### EXERCISE DIRECTIONS
Examine the material below and count the lines that hold the word "pixel". Report only the number.

--------------------------------

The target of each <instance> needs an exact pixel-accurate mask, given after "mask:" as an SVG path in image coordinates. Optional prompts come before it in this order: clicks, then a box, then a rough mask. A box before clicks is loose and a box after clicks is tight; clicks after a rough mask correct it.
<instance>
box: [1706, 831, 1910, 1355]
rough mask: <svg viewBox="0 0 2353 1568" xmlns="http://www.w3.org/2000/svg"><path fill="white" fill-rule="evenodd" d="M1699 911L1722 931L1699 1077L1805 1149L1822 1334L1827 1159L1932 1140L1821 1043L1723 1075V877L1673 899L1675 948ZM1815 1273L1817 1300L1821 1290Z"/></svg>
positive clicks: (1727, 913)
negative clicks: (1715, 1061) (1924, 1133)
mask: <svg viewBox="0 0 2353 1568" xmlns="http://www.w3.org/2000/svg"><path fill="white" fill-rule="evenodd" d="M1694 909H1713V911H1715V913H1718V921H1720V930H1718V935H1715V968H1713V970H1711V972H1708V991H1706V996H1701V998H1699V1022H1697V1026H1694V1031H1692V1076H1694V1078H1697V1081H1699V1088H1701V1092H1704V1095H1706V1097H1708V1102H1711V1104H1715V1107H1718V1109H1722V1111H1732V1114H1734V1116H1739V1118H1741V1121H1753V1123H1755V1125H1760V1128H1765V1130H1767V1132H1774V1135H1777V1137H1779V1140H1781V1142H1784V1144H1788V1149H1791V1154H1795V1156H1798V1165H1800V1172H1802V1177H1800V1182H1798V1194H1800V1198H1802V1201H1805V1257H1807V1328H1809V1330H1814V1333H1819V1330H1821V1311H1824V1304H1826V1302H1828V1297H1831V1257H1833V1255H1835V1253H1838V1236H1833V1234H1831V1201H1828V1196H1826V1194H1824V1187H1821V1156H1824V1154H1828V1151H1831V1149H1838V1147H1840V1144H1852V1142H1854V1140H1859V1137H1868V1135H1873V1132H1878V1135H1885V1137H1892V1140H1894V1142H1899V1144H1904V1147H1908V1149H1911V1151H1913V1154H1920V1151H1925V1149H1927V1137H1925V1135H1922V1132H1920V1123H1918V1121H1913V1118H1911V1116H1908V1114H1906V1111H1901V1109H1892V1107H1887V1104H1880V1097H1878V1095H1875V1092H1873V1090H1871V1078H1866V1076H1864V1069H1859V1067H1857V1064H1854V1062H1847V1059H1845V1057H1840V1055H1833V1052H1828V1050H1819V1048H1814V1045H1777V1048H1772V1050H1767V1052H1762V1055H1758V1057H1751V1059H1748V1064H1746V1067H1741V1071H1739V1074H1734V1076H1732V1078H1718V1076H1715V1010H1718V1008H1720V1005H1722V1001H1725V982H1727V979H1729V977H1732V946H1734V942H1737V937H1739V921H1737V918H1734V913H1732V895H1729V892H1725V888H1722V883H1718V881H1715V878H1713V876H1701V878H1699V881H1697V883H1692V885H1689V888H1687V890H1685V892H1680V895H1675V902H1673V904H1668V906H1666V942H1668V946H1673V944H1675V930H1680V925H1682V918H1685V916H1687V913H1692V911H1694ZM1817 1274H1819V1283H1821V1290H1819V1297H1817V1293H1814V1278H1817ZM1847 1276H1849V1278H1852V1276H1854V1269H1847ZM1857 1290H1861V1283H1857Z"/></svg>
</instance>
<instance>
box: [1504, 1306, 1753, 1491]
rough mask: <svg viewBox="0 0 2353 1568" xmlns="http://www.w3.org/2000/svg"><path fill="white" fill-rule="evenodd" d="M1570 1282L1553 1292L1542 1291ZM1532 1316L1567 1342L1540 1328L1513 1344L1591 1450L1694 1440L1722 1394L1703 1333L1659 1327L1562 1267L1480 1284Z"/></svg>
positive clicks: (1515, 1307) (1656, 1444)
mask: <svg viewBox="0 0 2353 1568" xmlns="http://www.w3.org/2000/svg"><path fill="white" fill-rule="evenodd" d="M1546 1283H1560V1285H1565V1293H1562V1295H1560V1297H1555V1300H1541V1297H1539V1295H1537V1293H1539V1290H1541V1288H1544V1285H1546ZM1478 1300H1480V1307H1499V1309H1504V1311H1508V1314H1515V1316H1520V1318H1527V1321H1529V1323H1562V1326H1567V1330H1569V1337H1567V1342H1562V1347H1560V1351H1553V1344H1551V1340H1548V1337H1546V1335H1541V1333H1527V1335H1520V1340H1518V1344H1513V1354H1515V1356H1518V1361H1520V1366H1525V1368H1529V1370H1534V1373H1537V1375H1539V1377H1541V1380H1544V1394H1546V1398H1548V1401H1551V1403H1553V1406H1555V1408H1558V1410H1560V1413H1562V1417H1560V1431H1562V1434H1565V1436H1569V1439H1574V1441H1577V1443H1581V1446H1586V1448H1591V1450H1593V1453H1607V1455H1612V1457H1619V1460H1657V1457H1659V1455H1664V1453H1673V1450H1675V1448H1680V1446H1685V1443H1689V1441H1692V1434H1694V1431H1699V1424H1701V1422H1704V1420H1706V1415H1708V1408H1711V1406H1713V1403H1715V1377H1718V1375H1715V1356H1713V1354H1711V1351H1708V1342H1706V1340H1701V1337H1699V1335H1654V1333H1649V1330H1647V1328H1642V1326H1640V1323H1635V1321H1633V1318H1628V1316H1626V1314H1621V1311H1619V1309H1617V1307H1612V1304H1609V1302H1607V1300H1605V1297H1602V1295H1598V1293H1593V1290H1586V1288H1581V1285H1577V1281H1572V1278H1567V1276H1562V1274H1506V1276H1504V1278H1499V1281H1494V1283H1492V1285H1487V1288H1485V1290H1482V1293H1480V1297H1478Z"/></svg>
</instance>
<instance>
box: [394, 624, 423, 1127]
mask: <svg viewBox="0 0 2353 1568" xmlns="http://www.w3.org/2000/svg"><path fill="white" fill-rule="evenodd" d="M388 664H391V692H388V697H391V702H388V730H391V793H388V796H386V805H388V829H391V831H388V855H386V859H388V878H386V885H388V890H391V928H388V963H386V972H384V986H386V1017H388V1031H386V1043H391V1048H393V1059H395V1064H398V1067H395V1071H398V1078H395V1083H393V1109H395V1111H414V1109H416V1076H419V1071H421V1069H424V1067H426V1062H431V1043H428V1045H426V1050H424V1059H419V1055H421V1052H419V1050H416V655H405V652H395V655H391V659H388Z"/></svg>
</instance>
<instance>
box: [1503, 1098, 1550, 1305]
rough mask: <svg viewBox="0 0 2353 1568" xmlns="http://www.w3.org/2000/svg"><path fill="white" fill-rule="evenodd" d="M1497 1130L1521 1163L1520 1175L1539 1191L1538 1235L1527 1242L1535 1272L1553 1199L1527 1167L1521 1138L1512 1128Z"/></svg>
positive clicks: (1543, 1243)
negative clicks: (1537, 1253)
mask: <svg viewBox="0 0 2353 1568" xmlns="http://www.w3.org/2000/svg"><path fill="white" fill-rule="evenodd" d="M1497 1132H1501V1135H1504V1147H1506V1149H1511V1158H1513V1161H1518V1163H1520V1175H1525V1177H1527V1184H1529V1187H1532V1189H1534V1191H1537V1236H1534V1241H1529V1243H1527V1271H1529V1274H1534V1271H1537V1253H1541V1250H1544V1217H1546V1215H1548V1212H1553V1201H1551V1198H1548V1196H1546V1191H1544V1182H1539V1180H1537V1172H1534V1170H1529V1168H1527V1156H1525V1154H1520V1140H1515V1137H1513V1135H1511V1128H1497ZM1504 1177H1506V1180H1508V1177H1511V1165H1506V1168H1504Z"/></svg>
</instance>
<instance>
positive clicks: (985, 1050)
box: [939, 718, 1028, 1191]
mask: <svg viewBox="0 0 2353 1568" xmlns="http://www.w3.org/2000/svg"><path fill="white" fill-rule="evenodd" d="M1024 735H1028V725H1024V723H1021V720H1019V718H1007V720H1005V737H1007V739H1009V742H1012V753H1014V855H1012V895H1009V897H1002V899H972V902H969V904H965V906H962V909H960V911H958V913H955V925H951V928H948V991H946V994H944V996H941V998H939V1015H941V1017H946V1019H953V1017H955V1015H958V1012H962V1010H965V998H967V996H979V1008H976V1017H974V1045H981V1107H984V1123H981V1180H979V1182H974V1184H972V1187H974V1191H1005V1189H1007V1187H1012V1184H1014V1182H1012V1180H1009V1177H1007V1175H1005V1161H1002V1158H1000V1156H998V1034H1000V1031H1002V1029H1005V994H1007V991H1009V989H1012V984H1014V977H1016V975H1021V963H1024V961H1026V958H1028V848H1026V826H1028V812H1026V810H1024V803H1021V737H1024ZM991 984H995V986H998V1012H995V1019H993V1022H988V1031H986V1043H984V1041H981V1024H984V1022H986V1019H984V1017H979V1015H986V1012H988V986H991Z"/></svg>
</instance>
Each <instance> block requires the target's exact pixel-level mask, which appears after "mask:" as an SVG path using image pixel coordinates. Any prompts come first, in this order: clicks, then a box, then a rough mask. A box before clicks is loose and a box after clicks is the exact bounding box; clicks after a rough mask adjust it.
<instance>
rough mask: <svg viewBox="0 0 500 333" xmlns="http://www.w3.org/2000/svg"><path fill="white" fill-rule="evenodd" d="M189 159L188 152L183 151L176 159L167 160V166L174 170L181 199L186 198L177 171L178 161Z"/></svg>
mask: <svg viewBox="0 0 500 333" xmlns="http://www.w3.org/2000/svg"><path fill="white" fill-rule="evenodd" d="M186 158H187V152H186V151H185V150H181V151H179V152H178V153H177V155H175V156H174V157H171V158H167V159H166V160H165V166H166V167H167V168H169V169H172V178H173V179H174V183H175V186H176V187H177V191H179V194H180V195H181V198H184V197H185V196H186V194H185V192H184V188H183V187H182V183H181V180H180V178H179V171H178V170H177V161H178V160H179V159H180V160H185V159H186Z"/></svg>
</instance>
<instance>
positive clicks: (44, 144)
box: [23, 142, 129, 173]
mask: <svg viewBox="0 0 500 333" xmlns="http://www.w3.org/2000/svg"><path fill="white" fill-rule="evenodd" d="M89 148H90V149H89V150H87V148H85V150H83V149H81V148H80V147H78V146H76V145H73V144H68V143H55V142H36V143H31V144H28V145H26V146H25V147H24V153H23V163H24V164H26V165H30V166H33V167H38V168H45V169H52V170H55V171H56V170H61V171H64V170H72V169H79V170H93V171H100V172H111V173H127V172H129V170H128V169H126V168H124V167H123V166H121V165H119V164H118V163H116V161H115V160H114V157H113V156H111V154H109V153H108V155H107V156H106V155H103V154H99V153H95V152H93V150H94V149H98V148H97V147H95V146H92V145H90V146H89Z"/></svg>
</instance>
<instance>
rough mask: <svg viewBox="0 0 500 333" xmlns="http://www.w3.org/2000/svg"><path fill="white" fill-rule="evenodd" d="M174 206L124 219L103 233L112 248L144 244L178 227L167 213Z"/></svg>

--------------------------------

### EXERCISE SOLUTION
2